*Direction 1*:
According to the advice column, how old is the person who writes to Diana?

*Extract provided*:
★ ★ ★

Name withheld on request
Dear Friend,
This guy sounds like bad news and I seriously think that you should take your parents into confidence and tell them pronto. Better to get shouted at, receive a verbal lashing than being mental tortured at the hands of this sadist. In anycase, why would you give him all your contact details. Without a doubt it was the most foolish thing to do. The least you can do now is to tell your parents about this guy and how he's destroying your peace of mind. You need a support system and if you don't get that from your own family and friends, you'll go crazy. You don't deserve this. It shouldn't matter what your sexual orientations are.
Not sure what I feel for her
Dear Diana,
I'm 22 and made friends with a girl quite recently. Another friend of mine told me that I was talking too much about her these days. I felt like she was only joking because I treat all my friends that way but then i suddenly thought what she was right. I tried to get close to that girl but every time we met there was this awkwardness in me towards her like thinking of her that way. so I don't know how to proceed and am not even sure of my feelings for her in the first place.

★ ★ ★

*Direction 2*:
Copy the rows word for word, from the very first row through the line that contains "[[355, 483]]".

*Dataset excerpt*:
★ ★ ★

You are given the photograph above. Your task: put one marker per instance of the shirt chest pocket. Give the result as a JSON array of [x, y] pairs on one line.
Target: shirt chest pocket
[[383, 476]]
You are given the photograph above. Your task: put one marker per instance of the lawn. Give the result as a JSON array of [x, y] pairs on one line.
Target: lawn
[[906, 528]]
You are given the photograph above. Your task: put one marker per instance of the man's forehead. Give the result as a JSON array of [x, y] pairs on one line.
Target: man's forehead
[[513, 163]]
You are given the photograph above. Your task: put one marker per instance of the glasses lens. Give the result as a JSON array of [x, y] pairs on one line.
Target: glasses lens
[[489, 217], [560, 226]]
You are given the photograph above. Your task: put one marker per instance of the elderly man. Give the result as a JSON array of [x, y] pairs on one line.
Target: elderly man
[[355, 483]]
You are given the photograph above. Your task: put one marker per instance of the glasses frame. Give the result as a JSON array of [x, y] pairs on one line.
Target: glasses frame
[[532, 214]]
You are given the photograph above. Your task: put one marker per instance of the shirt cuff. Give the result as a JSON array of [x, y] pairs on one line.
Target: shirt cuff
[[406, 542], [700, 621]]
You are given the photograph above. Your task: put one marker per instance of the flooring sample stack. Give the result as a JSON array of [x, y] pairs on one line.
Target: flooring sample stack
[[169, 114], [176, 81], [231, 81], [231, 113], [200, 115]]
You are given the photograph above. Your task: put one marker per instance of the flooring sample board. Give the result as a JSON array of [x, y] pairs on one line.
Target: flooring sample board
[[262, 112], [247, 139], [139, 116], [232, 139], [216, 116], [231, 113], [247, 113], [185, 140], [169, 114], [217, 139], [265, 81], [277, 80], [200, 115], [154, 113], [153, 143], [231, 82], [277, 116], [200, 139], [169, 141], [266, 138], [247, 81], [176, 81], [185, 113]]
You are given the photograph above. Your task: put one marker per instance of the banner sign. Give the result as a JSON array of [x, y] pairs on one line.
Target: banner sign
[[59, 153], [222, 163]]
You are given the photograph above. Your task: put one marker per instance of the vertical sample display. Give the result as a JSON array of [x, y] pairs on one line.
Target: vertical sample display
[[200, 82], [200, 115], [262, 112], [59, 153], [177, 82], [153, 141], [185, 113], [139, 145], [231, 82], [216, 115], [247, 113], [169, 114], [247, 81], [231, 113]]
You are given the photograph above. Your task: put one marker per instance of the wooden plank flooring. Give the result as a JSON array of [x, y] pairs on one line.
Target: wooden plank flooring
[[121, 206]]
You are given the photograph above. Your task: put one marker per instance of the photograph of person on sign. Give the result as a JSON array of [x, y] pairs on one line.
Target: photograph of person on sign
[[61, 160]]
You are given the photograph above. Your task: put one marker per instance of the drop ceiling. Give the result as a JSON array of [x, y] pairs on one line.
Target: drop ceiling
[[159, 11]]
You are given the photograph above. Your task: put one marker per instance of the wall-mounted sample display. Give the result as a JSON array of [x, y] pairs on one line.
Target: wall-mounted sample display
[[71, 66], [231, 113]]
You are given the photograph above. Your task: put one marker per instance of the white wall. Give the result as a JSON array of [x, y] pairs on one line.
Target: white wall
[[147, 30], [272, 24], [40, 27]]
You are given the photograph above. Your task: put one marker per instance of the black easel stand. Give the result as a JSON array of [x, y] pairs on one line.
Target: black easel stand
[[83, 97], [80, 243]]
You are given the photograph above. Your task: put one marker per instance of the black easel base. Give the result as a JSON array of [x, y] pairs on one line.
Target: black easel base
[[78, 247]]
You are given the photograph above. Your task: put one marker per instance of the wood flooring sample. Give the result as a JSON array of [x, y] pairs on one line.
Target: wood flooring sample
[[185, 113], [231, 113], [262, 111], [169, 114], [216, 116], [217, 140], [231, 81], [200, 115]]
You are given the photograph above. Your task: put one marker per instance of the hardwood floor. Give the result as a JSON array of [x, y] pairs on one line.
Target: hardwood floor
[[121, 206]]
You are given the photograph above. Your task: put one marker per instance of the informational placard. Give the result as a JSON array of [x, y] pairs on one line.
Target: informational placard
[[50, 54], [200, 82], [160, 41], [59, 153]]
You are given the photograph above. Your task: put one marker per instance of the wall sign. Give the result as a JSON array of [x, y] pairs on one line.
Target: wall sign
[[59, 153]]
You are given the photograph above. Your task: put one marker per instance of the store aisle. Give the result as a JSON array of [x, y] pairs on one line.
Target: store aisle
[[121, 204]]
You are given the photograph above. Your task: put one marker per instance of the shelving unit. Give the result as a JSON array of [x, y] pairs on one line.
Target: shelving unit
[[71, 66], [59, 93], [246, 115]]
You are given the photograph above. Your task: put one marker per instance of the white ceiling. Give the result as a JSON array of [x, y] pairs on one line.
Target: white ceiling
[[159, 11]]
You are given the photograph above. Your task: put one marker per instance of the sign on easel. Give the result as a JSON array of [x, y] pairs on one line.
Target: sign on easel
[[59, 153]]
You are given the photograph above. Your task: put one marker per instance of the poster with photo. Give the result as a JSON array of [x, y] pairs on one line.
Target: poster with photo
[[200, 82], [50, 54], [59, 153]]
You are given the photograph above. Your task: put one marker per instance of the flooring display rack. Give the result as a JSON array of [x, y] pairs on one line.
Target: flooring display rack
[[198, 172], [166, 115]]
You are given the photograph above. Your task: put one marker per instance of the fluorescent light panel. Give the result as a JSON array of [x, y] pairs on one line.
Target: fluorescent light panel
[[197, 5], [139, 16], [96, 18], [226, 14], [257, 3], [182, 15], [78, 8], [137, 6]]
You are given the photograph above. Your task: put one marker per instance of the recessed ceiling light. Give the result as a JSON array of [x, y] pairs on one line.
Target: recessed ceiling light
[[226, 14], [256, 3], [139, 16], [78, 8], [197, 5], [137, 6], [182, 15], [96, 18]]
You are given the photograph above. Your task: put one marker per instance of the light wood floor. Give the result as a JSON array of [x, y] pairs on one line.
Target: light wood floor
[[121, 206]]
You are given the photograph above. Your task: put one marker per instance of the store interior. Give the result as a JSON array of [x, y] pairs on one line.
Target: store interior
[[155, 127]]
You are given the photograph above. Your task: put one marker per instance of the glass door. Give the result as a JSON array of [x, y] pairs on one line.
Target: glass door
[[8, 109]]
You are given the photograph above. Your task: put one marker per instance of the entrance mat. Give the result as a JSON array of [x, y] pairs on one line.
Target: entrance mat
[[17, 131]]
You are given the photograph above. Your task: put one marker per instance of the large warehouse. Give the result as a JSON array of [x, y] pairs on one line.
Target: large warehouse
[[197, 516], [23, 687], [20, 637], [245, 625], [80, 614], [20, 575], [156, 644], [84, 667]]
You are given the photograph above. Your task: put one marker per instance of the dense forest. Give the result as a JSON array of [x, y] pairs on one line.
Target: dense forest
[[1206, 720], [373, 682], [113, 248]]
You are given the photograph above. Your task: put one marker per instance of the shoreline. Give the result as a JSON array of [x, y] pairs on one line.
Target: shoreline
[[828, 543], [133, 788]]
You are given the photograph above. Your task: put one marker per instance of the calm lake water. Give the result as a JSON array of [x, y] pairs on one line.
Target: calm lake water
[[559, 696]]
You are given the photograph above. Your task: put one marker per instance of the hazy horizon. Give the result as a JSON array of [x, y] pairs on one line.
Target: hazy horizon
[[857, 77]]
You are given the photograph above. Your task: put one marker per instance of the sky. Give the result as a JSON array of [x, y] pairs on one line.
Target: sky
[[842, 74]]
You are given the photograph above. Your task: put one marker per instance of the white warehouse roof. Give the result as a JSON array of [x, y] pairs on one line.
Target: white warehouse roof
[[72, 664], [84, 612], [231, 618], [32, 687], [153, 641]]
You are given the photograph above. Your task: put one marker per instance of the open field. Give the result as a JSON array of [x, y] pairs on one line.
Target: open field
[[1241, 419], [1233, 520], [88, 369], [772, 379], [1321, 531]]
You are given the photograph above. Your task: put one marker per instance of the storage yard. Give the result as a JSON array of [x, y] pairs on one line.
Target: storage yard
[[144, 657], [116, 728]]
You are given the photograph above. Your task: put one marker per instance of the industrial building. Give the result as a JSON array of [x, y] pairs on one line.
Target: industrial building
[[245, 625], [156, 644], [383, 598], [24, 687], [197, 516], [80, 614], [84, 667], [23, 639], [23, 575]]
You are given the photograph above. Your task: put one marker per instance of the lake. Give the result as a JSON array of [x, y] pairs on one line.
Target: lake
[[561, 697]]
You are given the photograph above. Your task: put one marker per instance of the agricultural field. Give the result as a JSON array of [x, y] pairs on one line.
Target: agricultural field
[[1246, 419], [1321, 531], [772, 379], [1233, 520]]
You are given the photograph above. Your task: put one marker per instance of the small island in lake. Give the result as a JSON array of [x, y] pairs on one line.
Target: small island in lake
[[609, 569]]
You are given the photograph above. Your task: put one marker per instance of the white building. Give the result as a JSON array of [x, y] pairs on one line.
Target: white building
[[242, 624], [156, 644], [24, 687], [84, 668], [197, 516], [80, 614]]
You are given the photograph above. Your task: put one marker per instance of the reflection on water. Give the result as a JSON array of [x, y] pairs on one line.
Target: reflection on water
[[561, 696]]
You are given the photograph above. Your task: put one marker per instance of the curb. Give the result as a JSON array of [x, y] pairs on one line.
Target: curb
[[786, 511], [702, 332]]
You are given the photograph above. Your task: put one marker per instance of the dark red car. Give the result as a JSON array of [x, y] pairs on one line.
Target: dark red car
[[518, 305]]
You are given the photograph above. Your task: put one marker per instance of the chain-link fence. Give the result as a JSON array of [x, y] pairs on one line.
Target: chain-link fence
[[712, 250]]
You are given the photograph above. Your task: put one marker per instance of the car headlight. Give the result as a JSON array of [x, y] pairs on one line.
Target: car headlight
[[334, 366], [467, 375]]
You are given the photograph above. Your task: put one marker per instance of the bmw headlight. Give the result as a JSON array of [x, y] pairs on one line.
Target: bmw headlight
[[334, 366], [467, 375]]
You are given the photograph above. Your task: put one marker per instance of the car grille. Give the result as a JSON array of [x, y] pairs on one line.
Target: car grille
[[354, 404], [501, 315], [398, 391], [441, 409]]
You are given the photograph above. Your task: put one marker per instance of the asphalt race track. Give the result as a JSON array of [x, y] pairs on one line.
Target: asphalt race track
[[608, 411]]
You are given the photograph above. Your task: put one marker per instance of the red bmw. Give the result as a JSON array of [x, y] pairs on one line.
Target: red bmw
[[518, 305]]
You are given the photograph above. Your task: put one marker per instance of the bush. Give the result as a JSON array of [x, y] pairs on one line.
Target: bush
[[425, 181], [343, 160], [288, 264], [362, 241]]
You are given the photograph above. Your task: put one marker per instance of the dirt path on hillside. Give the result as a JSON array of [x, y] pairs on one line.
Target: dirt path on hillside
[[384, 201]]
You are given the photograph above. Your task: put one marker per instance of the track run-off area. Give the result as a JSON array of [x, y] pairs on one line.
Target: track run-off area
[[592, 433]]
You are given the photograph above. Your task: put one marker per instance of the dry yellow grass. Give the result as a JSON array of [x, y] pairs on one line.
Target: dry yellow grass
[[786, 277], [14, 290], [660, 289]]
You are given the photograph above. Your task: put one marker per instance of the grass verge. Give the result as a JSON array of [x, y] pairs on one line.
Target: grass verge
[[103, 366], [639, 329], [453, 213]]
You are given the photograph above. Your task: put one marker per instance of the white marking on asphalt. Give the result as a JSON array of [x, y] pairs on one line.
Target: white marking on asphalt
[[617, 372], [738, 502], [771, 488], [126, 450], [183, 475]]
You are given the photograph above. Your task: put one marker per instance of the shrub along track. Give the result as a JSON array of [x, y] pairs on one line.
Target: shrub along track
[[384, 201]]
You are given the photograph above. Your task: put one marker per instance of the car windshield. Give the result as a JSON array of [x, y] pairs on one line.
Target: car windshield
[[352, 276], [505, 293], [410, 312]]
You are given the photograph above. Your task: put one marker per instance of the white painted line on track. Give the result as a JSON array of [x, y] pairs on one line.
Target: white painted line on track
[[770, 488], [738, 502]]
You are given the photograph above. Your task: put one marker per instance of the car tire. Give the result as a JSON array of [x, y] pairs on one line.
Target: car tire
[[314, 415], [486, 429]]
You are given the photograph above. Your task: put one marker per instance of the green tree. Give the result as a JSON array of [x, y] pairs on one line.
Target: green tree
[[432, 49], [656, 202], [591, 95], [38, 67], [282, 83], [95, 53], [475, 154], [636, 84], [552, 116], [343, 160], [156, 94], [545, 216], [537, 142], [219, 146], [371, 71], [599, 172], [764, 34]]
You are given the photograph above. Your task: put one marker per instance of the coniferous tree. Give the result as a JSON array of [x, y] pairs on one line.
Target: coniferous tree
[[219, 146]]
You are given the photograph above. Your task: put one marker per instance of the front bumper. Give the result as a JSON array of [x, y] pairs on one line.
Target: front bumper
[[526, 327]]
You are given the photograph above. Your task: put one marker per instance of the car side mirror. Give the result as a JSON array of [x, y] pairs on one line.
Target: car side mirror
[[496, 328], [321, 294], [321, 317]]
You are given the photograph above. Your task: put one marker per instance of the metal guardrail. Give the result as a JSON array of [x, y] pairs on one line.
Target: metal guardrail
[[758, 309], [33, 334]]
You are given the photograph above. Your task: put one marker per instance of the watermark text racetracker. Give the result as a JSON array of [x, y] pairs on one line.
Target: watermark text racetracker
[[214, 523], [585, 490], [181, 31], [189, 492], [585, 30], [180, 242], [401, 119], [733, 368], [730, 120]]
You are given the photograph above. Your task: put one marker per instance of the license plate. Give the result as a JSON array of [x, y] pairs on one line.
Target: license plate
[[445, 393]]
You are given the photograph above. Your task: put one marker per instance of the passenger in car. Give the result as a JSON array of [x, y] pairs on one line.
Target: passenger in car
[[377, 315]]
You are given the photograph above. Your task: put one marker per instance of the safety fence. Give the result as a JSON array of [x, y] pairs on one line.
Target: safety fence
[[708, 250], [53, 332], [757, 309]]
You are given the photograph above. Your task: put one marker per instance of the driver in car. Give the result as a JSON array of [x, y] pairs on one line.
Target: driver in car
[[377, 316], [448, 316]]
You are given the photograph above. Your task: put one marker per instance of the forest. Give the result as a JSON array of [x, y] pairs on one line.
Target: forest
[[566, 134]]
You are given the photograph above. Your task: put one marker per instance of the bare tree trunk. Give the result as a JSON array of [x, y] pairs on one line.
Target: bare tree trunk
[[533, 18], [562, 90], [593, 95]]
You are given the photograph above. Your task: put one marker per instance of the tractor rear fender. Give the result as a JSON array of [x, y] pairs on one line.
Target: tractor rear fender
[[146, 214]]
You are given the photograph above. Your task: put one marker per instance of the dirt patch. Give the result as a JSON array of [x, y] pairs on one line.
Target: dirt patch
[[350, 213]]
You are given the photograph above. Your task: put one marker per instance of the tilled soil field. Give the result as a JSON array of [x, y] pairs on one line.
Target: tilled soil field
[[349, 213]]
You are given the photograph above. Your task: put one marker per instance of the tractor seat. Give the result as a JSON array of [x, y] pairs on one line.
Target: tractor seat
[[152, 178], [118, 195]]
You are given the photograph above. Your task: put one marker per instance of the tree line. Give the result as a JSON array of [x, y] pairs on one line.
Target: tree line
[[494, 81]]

★ ★ ★

*Problem solution 1*:
22

*Problem solution 2*:
You are given the photograph above. Your task: put one marker per instance of the shirt chest pocket. Give the result as a JSON array of [x, y] pairs on one line.
Target: shirt chest pocket
[[383, 476]]
You are given the photograph above. Your task: put one marker per instance of the lawn. Give the result as a JSON array of [x, y] pairs on one line.
Target: lawn
[[906, 528]]
You are given the photograph above. Your task: put one marker per instance of the man's forehead. Give the result as a JSON array of [x, y] pairs on one line.
Target: man's forehead
[[513, 163]]
You are given the photograph above. Your task: put one marker per instance of the glasses lens. Give the result as a JSON array of [x, y] pairs on one line.
Target: glasses lens
[[489, 217], [560, 226]]
You are given the photograph above. Your task: put one marker per instance of the elderly man. Give the result as a JSON array of [x, y] pairs on one line.
Target: elderly man
[[355, 483]]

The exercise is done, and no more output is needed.